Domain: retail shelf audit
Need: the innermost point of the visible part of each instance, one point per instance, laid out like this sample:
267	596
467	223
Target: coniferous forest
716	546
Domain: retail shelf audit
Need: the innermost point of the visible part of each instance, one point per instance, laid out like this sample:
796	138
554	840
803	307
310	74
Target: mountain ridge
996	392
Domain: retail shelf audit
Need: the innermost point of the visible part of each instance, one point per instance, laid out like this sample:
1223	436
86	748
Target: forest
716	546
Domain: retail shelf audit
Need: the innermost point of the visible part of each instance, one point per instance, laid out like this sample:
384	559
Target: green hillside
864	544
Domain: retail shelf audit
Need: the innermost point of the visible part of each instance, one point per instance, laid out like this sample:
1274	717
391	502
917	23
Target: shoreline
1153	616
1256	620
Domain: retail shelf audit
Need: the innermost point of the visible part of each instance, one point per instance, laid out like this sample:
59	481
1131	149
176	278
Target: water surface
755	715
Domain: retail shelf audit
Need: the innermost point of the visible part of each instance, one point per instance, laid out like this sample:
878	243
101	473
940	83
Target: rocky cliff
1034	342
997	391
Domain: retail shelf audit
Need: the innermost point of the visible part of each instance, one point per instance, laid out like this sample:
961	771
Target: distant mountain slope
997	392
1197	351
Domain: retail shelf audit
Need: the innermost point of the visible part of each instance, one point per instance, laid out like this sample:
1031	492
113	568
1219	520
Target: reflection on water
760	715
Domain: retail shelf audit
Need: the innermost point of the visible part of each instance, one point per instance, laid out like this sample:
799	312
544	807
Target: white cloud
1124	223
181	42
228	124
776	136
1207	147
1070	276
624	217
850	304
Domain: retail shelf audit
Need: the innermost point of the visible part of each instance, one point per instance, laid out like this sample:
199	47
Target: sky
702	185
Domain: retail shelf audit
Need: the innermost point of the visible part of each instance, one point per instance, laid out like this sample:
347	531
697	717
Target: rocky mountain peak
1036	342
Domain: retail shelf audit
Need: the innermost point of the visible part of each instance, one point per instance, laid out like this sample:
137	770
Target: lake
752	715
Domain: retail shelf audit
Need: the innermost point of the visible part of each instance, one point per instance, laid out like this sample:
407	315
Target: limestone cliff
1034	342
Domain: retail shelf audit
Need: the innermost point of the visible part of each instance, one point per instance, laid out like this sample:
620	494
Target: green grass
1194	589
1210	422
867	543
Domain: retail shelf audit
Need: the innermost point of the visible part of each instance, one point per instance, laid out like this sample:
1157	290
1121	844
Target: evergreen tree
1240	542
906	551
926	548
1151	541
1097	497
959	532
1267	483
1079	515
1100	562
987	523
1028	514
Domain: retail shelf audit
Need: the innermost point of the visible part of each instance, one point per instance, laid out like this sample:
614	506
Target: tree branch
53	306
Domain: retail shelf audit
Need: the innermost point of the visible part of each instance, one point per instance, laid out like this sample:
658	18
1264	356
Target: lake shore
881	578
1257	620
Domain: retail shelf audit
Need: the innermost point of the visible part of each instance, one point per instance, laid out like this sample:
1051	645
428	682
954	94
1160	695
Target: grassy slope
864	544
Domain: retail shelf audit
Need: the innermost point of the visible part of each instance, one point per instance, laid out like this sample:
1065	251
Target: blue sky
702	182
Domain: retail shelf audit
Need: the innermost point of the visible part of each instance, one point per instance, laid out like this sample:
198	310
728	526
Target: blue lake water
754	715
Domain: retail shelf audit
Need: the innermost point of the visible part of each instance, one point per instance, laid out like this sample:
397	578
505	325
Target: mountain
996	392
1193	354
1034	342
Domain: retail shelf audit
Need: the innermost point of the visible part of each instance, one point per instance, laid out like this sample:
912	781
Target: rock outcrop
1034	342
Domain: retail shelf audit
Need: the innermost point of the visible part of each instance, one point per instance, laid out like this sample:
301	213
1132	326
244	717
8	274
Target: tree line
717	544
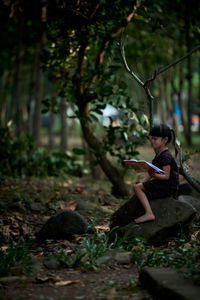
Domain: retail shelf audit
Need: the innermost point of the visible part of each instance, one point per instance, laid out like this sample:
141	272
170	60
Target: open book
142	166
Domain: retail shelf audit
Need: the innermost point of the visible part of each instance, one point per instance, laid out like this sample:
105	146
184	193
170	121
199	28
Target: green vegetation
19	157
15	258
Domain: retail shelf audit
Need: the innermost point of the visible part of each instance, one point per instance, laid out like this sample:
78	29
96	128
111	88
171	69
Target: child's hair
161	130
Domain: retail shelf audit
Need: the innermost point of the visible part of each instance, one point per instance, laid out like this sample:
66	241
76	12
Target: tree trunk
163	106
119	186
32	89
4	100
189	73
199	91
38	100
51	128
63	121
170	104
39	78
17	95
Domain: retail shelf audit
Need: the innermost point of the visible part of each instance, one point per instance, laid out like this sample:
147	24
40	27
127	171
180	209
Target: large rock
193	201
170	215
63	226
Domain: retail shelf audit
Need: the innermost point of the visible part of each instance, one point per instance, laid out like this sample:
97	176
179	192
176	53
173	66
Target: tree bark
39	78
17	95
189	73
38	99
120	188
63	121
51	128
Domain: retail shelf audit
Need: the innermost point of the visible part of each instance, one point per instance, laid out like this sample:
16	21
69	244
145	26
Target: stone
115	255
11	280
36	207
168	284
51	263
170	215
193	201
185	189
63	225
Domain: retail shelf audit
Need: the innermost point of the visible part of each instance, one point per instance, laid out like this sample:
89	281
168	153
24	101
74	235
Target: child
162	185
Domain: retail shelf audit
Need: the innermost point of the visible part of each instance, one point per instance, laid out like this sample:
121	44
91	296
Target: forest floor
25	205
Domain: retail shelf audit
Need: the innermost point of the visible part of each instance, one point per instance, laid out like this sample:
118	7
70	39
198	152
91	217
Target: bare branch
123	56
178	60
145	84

• • •

• _Set problem_
Reproduce each entry verbatim, excluding any embedded images.

• _Problem solution_
Domain: retail shelf audit
Need: the innermost point of the visible part of each instance, one point per instance, laid out like this sample:
267	596
467	223
Target: coniferous forest
716	546
Domain: retail shelf audit
Need: the innermost point of the visible part of each instance, one point per instance, laid out like this sample:
796	138
554	840
803	307
310	74
Target: mountain ridge
996	392
Domain: retail shelf audit
Need: the innermost point of the visible part of each instance, one point per instance, laid out like this sample:
1223	436
86	748
Target: forest
716	546
Domain: retail shelf audit
Need: the innermost point of the visible part of each instance, one point per instance, laid out like this sample:
384	559
Target: green hillside
864	544
Domain: retail shelf audit
Need: the innermost point of the visible part of each instance, one point per instance, laid out like this sample:
1274	717
391	502
917	23
Target: shoreline
1153	616
1256	620
Domain: retail shelf audit
Need: the innermost point of the visible part of each instance, one point per instance, laid out like this sample:
59	481
1131	149
176	278
Target: water surface
755	715
Domain: retail shelf audit
Need: the innermost point of the visible part of each instance, one point per instance, laid out like this sample:
878	243
101	473
940	83
Target: rocky cliff
1034	342
997	391
Domain: retail shelf audit
Need: the innermost point of the visible part of each instance, one point per instance, laid out like this sample:
961	771
Target: distant mountain slope
997	392
1197	351
Domain: retail shelf audit
Need: the innermost point of the visible part of each instance, one point per instance, laid out like this sample:
1031	492
113	568
1219	520
Target: reflection on water
760	715
Domain: retail shelf audit
Need: the innermost point of the visible part of each instance, one point per instance, laid out like this sample:
799	312
544	807
Target: white cloud
1124	223
181	42
228	124
776	136
1207	147
1070	276
624	217
850	304
Domain: retail shelf audit
Need: the innermost point of the visible part of each instance, one point per instance, laid out like this sample:
199	47
Target: sky
702	185
Domain: retail shelf audit
Need: the innermost point of the visible part of each instance, one point per instance, laid out like this sample:
347	531
697	717
Target: rocky mountain peak
1036	342
Domain: retail shelf audit
Need: the innermost point of the visible part of each instance, one point per instance, laid out like this sample:
137	770
Target: lake
752	715
Domain: retail shelf audit
Need: the innermost point of the visible part of each instance, one point per instance, laid out like this sample:
407	315
Target: limestone cliff
1034	342
Domain: retail shelf audit
Need: the innermost point of the visible part of each instance, one point per instance, laid out like this sample:
620	494
Target: green grass
1194	589
1210	422
867	543
Domain: retail shelf audit
Need: the innermost point of the visible part of each instance, one point per instance, laid out like this sample:
1157	290
1121	844
Target: evergreen tree
1240	542
906	551
926	548
1151	541
1097	497
959	532
1267	483
1079	515
1100	562
987	523
1028	514
Domain: retail shelf audit
Need: the innermost point of the visible part of each instance, one point per instance, laid out like this sample:
614	506
Target: tree branch
53	306
Domain: retail shelf audit
Need: the innermost point of the visible part of each instance, one point per instance, laid out like this sample:
658	18
1264	356
Target: lake shore
881	578
1257	620
Domain: retail shelf audit
Need: the innermost point of the visible part of each instance, one point per instance, laid out like this sample:
1051	645
428	682
954	94
1160	695
Target: grassy slope
864	544
Domain: retail shelf audit
Need: the innermost point of the visible part of each instance, one point per instance, laid out like this sample:
1065	251
Target: blue sky
702	182
Domain: retail shelf audit
Need: the innermost point of the visible part of each instance, one point per instance, laid out like this sample:
198	310
728	526
Target: blue lake water
754	715
Domain: retail shelf audit
Need: the innermost point of the visible part of each instance, one point per instance, laid out like this sample:
397	578
505	325
Target: mountain
996	392
1193	354
1034	342
Domain: retail shelf audit
Need: the innermost point of the visible part of each instance, one point per instance, laid out like this sample:
912	781
Target: rock outcrop
1034	342
Domain: retail shelf audit
Need: the innermost point of the visible part of each instance, one point per instance, laid out like this sample:
301	213
1132	326
244	717
8	274
Target: tree line
717	544
Domain: retail shelf audit
Need: the innermost point of the visible part of each instance, one point per instance, laid out like this sample:
141	272
170	60
Target: open book
142	166
Domain: retail shelf audit
Need: the innermost point of the visible part of each instance, one point per instance, laid out like this sample:
105	146
184	193
170	121
199	28
Target: green vegetation
19	157
15	258
Domain: retail shelf audit
Need: the innermost point of the visible part of each instance, one point per instance, laid out like this sample:
78	29
96	128
111	88
171	69
Target: child's hair
161	130
Domain: retail shelf audit
Need: the innermost point of the visible part of each instance, one point per instance, laid out like this sample:
66	241
76	12
Target: tree trunk
163	106
119	186
32	89
4	100
189	73
199	91
38	100
51	128
63	121
170	104
39	78
17	95
Domain: retail shelf audit
Need: the innermost point of the visible part of each instance, one point per instance, laid out like this sample:
147	24
40	27
127	171
180	209
Target: large rock
193	201
170	215
63	226
Domain: retail shelf audit
Need: the innermost point of the visible part of each instance, one point per instance, laid out like this sample:
97	176
179	192
176	53
173	66
Target: tree bark
39	78
17	95
189	73
38	99
120	188
63	121
51	128
Domain: retail shelf audit
Need: the innermost point of the visible part of each instance, one point per instance, laid out like this sample:
16	21
69	244
145	26
Target: stone
115	255
11	280
36	207
168	284
51	263
170	215
193	201
185	189
63	225
Domain: retail shelf audit
Need: the innermost point of the visible part of each instance, one point per instance, laid out like this sample:
89	281
168	153
24	101
74	235
Target: child
162	185
Domain: retail shelf audit
Need: the innermost point of the visible part of each instance, one point per instance, laid out like this sample:
121	44
91	296
Target: forest floor
25	205
Domain: retail shelf audit
Need: the innermost point of the visible part of each instance, one point per instance, laid out like this sample:
118	7
70	39
198	152
91	217
Target: bare branch
123	56
178	60
145	84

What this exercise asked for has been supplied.